Data to process >>
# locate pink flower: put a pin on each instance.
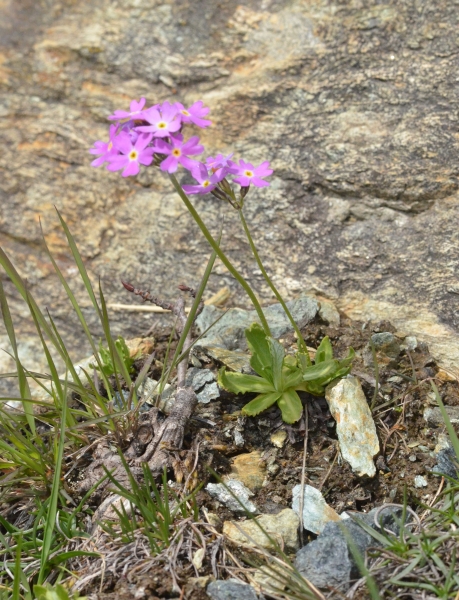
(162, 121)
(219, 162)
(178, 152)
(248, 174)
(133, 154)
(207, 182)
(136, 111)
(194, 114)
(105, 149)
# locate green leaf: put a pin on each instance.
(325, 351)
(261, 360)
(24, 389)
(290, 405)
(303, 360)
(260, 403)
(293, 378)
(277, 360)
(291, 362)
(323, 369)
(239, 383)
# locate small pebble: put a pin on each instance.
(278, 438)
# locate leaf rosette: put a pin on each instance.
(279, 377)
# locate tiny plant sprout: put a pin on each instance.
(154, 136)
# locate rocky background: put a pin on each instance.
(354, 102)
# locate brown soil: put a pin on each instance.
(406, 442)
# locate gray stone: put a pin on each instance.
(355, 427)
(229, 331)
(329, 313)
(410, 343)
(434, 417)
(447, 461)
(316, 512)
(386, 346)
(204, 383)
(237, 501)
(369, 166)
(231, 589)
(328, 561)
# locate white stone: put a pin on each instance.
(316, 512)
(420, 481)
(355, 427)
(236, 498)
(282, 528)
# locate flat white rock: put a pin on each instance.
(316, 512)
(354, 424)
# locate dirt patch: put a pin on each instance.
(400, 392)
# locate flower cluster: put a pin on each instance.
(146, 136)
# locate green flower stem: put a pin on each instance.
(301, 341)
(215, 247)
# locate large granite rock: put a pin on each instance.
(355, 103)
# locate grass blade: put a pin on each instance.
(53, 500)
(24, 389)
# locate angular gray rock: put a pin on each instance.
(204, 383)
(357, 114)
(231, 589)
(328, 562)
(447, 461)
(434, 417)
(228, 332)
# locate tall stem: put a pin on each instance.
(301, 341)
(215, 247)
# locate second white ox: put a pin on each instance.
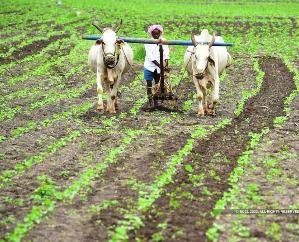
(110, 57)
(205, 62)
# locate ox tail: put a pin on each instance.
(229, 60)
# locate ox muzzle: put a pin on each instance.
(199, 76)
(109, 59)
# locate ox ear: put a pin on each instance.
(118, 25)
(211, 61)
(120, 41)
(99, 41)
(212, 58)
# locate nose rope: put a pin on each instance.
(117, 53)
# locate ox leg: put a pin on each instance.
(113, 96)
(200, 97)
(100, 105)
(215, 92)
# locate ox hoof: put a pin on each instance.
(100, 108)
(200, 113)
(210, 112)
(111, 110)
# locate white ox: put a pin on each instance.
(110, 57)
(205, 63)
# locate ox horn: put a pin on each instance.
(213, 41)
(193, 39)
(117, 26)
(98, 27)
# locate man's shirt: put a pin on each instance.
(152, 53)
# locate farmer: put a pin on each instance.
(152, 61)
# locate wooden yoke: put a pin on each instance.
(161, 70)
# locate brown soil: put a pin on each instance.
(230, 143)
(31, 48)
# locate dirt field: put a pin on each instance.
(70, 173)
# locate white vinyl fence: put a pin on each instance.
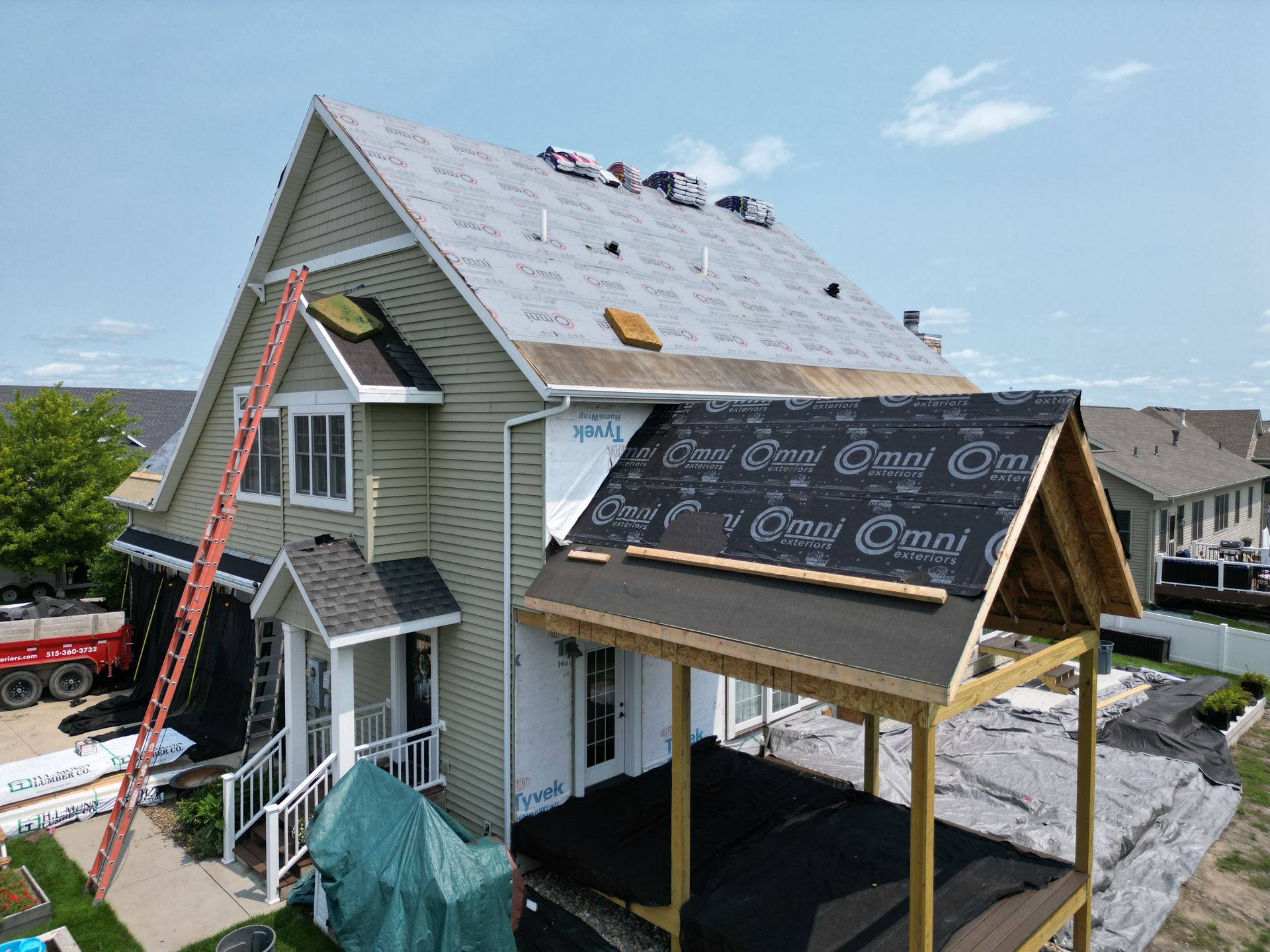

Exercise >> Repeat the listing in full and exactly. Leave any pictures out.

Written reply >>
# locate pink flower: put a pin on each instance.
(162, 121)
(219, 162)
(178, 152)
(248, 174)
(133, 154)
(207, 182)
(136, 111)
(194, 114)
(105, 149)
# locate green leaf: put a pin on each instance.
(325, 351)
(261, 360)
(24, 389)
(290, 405)
(303, 360)
(260, 403)
(293, 378)
(277, 360)
(291, 362)
(323, 369)
(239, 383)
# locate small pebble: put a pin on each instance.
(278, 438)
# locate leaf rosette: put a pin on each instance.
(279, 377)
# locate tiny plant sprout: put a pin on each instance.
(154, 136)
# locate rocky background: put a pin on each instance.
(354, 102)
# locate brown soil: put a pin on each instance.
(406, 442)
# locate gray stone: put a pin on each instance.
(355, 427)
(229, 331)
(329, 313)
(410, 343)
(434, 417)
(447, 461)
(316, 512)
(386, 346)
(204, 383)
(237, 501)
(369, 166)
(231, 589)
(328, 561)
# locate white stone: put a pin on each instance.
(316, 512)
(420, 481)
(355, 427)
(236, 498)
(282, 528)
# locate flat white rock: put a pin on each instance.
(316, 512)
(354, 424)
# locate dirt patch: put a pin on each instance.
(400, 392)
# locate flower cluster: put a pin on each instance.
(146, 136)
# locate green flower stem: put a pin on each instance.
(301, 341)
(215, 247)
# locate large granite rock: put a pin on each instance.
(355, 103)
# locate grass blade: put a pin on each instance.
(53, 500)
(24, 389)
# locate angular gray rock: put a pin on each instance.
(204, 383)
(357, 114)
(231, 589)
(328, 562)
(447, 461)
(434, 417)
(228, 332)
# locate tall stem: put a pin on each instance.
(301, 341)
(215, 247)
# locate second white ox: put a pin on each instance.
(110, 57)
(205, 62)
# locate ox tail: put a pin on each instance.
(229, 60)
# locate ox muzzle: put a pin on each instance.
(199, 76)
(109, 59)
# locate ox ear: put a pin on each instance.
(118, 25)
(211, 61)
(120, 41)
(99, 41)
(212, 58)
# locate nose rope: put a pin on each instance.
(117, 53)
# locate ox leg: put a pin on each instance.
(113, 96)
(200, 97)
(100, 105)
(215, 92)
# locate ox hoof: put a pin on each instance.
(100, 108)
(200, 113)
(210, 112)
(111, 110)
# locate white ox: put a pin on each instance.
(110, 57)
(205, 63)
# locate ox horn: put a pin on each instance.
(213, 41)
(193, 39)
(117, 26)
(98, 27)
# locate man's shirt: put a pin on each instance.
(152, 53)
# locate farmer: put a pin on each instance.
(152, 61)
# locate wooden yoke: put a pin on each instance.
(161, 70)
# locate brown soil: put a pin on each instance.
(230, 143)
(31, 48)
# locate dirt field: put a pin on each instance.
(70, 173)
# locate white vinyl fence: put a pin on each instance.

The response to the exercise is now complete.